----- Extracto proporcionado
Queridos Hermanos:
Bienvenidos a esta celebración con la que, como Diócesis damos inicio al Proceso Sinodal al que nos convocó el Papa Francisco y que viene a enriquecer nuestro camino hacia la Asamblea Diocesana que nos proponemos realizar, Dios mediante, en la segunda mitad del año que viene. Les agradezco a todos, laicos, consagrados y sacerdotes que han venido a participar. El Señor y la Virgen los bendigan.
Del domingo pasado seguro que recuerdan el mensaje del Evangelio. Jesús constituyó a los Doce para que fueran signo de una nueva sociedad, en la que sea abolida toda pretensión de dominio, y se cultive una sola ‘ambición’: la de servir a los más pobres, a los más frágiles. Tarea difícil, verdad?… La mentalidad mundana, lamentablemente, se infiltró en la Iglesia, con sus criterios de dominio, de afán de poseer, de enseñorearse sobre los demás, de intentar algunos imponer -incluso con malas artes- sus criterios y opiniones. Y, así, aparecieron los títulos y cargos, las vestiduras nobles para indicar el «rango» jerárquico y distinguirse del resto de los bautizados, los tronos, los pactos de poder, las influencias políticas, etc.
Tengamos en cuenta que Jesús jamás se mostró comprensivo o condescendiente (cf. Mc 8,33; 9,33-36) cuando surgían entre sus discípulos pretensiones de honores, privilegios, y deseos de los primeros puestos.
----------
----- Líneas de datos
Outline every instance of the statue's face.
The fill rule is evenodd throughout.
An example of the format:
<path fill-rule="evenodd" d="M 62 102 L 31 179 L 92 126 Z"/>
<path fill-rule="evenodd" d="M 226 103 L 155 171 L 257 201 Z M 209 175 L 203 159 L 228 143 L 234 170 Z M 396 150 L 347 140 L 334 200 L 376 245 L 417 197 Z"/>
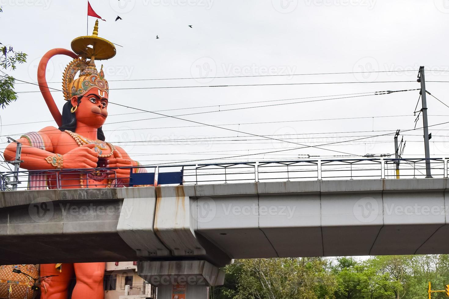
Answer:
<path fill-rule="evenodd" d="M 70 99 L 72 105 L 78 106 L 75 111 L 77 121 L 98 129 L 105 123 L 108 116 L 108 94 L 98 88 L 88 90 L 78 103 L 78 96 Z"/>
----------
▶ _Objetivo 1_: Según el extracto, ¿en qué momento se propone realizar la Diócesis su Asamblea Diocesana?
▶ _Objetivo 2_: Reproduce del extracto, tal cual aparece, todo lo que va desde "Del domingo pasado" hasta "influencias políticas, etc.".

▶ _Respuesta completa 1_: En la segunda mitad del año que viene, Dios mediante.

▶ _Respuesta completa 2_:
Del domingo pasado seguro que recuerdan el mensaje del Evangelio. Jesús constituyó a los Doce para que fueran signo de una nueva sociedad, en la que sea abolida toda pretensión de dominio, y se cultive una sola ‘ambición’: la de servir a los más pobres, a los más frágiles. Tarea difícil, verdad?… La mentalidad mundana, lamentablemente, se infiltró en la Iglesia, con sus criterios de dominio, de afán de poseer, de enseñorearse sobre los demás, de intentar algunos imponer -incluso con malas artes- sus criterios y opiniones. Y, así, aparecieron los títulos y cargos, las vestiduras nobles para indicar el «rango» jerárquico y distinguirse del resto de los bautizados, los tronos, los pactos de poder, las influencias políticas, etc.